The Graduate Management Admission Council (GMAC) first announced an at-home GMAT in April when virtually all of the U.S. — and many countries around the world — were under shelter-in-place guidelines. Not long after, MBA applicants came out in droves to express their frustrations with the clunkiness of the whiteboard, which replaces the traditional pen and scratch paper allowed when the GMAT is taken at a test center. When the at-home GMAT was launched, there was neither a tutorial on how to use it nor a practice whiteboard for people to get used to it. About a week later amid the complaints, GMAC rolled out an online practice-whiteboard for candidates to prep for the at-home version of the GMAT. But the practice version of the whiteboard has also led to more frustrations and panic.
────────────────
● **CHECK YOUR UNDERSTANDING**
a) Answer these questions from the at-home GMAT text, one per line:
(i) In what month did GMAC first announce an at-home GMAT?
(ii) What does the whiteboard replace when the GMAT is taken at a test center?
(iii) What did GMAC roll out amid the complaints?
b) Reproduce the at-home GMAT text word for word, from "The Graduate Management" to "frustrations and panic.".
c) Resume the at-home GMAT text, starting after its final sentence.
The records after this point are separate from the at-home GMAT text.

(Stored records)
────────────────
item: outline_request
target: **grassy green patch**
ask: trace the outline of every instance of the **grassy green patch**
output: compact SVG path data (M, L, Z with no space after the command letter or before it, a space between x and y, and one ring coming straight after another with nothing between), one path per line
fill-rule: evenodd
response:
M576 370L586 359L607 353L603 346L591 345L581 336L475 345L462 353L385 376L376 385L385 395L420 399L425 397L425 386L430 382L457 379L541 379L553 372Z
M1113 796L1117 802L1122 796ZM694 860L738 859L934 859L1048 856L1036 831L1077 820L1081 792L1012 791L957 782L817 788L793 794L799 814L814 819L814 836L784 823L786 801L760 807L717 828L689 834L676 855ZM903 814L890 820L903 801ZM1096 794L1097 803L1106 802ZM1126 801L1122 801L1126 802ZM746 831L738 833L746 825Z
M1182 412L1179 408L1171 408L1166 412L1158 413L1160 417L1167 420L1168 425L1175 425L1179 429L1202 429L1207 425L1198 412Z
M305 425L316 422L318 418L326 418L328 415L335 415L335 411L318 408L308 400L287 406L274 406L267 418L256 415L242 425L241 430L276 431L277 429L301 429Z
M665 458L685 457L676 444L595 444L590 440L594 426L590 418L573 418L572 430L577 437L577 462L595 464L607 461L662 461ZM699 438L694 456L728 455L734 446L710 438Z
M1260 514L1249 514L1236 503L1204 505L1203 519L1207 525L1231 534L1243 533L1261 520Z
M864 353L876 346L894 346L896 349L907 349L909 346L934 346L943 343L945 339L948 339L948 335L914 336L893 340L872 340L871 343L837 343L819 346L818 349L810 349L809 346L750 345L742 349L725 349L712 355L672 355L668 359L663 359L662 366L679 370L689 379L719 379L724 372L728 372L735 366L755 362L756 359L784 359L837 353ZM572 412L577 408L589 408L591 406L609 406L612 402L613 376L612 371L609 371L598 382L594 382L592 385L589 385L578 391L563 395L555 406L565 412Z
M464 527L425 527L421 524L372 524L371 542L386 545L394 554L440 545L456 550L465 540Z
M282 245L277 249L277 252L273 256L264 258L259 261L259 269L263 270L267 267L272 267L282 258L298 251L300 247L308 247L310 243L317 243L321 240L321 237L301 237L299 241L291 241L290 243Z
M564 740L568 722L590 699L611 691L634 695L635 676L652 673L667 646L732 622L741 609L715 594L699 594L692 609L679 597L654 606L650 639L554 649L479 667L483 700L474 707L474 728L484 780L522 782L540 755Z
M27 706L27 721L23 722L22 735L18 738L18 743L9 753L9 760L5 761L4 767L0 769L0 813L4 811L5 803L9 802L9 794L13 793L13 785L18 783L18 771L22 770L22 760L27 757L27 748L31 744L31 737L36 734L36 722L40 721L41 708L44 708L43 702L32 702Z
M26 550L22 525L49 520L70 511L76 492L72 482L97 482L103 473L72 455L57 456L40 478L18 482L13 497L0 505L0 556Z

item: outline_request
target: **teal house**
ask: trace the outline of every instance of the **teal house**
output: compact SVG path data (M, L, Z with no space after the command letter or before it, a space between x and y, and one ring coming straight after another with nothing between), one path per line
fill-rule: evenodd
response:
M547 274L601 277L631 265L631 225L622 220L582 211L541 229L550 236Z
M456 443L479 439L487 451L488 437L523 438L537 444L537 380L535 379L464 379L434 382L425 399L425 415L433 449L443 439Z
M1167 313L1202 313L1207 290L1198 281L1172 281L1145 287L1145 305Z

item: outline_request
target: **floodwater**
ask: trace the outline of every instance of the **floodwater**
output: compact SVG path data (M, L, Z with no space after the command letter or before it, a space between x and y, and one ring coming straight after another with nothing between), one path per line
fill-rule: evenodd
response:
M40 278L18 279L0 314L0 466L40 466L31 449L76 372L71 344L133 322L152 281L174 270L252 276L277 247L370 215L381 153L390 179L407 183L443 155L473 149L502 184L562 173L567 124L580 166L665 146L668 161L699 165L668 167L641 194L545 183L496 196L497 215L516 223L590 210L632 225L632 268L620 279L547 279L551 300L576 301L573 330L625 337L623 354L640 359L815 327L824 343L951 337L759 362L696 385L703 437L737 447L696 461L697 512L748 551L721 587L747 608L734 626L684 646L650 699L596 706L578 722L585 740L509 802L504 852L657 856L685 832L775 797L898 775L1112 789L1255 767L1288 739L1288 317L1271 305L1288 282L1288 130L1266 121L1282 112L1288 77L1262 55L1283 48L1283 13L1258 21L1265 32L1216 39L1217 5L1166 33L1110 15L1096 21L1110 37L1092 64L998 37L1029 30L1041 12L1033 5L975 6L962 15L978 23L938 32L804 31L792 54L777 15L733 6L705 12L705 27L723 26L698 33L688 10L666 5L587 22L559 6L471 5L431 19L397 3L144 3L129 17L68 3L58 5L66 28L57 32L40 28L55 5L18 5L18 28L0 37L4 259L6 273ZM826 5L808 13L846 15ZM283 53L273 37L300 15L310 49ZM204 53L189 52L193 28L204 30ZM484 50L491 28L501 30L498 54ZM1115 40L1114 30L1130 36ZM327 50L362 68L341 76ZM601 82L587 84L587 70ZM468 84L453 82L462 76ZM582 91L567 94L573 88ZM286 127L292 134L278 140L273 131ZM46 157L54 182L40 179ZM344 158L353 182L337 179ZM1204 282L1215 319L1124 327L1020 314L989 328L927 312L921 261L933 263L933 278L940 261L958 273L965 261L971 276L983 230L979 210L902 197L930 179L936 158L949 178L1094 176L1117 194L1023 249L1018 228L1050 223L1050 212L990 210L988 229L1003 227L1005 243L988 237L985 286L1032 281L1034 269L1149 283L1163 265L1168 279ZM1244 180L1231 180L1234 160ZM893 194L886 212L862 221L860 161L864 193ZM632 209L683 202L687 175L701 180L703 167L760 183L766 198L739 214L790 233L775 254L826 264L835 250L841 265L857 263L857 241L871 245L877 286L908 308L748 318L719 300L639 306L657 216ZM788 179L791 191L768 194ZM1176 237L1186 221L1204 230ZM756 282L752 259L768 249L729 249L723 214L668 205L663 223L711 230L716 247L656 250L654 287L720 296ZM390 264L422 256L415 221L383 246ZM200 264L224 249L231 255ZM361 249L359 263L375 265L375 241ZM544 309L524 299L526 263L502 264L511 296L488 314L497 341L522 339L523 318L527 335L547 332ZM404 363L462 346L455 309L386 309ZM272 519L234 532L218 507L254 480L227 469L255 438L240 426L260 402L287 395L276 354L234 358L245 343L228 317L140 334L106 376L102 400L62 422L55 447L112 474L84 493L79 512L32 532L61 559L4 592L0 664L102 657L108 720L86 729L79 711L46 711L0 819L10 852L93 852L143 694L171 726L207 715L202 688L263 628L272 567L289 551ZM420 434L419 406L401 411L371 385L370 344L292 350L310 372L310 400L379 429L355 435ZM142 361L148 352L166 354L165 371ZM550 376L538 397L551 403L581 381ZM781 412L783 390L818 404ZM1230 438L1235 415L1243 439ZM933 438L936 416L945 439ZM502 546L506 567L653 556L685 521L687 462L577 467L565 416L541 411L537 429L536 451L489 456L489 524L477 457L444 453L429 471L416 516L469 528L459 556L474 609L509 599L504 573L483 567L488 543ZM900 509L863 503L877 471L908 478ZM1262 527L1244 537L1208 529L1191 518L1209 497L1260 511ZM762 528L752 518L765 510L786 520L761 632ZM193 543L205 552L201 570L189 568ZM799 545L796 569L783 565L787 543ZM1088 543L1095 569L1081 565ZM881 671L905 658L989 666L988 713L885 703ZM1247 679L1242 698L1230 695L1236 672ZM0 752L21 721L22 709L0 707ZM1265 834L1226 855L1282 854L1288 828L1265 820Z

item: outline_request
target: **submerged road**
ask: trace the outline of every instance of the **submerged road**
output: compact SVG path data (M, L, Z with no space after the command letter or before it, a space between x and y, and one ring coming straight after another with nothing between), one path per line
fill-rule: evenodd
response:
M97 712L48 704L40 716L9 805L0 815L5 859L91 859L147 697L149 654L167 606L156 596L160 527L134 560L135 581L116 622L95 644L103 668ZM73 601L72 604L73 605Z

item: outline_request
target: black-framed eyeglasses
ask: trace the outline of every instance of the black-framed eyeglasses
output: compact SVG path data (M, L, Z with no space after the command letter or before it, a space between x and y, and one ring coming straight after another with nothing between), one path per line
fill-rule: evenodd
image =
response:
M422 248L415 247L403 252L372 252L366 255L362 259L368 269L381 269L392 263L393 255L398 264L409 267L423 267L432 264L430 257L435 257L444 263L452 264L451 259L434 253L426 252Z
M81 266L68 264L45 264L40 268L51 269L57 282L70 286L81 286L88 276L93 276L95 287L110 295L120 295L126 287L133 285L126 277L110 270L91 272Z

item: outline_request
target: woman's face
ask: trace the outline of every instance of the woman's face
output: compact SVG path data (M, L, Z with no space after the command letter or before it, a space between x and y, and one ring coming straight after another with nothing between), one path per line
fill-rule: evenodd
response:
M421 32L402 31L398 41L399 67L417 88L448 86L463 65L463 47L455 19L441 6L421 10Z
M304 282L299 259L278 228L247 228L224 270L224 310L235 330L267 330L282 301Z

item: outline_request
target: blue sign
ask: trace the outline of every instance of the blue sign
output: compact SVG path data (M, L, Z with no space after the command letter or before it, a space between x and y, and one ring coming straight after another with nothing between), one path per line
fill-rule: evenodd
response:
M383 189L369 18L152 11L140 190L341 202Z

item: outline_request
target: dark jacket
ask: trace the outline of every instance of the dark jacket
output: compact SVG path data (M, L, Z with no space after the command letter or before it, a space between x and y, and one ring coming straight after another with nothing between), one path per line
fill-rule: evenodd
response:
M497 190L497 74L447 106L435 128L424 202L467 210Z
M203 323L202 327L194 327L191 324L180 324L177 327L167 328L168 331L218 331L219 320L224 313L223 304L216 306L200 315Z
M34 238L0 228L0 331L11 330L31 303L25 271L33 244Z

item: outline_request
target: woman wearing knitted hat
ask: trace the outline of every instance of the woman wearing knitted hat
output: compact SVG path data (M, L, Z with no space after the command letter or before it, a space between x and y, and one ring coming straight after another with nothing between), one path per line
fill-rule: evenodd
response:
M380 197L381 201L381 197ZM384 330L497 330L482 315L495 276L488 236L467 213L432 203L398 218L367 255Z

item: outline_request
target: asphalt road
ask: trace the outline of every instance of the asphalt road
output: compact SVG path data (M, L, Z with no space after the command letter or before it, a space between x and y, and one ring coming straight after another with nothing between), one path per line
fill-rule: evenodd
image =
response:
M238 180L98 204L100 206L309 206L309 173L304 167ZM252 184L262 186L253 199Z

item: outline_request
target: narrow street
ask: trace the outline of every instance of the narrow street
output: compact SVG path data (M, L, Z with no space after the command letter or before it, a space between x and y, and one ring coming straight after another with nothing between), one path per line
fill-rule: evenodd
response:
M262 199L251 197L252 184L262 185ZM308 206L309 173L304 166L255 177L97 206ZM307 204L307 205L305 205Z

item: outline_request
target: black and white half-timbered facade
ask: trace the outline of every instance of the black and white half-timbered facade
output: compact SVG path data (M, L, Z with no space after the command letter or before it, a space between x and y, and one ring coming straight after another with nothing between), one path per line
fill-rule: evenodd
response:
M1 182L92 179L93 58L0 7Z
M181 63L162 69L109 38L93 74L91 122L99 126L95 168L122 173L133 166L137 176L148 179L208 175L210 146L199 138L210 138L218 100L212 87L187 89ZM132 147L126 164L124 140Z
────────────────
● **RESPONSES PER TASK**
a)
(i) April
(ii) The traditional pen and scratch paper
(iii) An online practice whiteboard for candidates to prep for the at-home version of the GMAT

b)
The Graduate Management Admission Council (GMAC) first announced an at-home GMAT in April when virtually all of the U.S. — and many countries around the world — were under shelter-in-place guidelines. Not long after, MBA applicants came out in droves to express their frustrations with the clunkiness of the whiteboard, which replaces the traditional pen and scratch paper allowed when the GMAT is taken at a test center. When the at-home GMAT was launched, there was neither a tutorial on how to use it nor a practice whiteboard for people to get used to it. About a week later amid the complaints, GMAC rolled out an online practice-whiteboard for candidates to prep for the at-home version of the GMAT. But the practice version of the whiteboard has also led to more frustrations and panic.

c)
“From the beginning, I pose the question, are you willing to drive or fly,” says Marissa Samuel Vecsler, the founder of 99th Percentile Tutoring. For most of her students planning on taking the GMAT, Vecsler says the at-home version should basically be the last resort. She recommends finding an open testing center somewhere or switching to the GRE — all because of the whiteboard. “There are students that can do it for sure. But they’re few and far between,” Vecsler says. “I would drive or fly. I would do whatever it takes to get out and take it because I think the score differential can be huge.”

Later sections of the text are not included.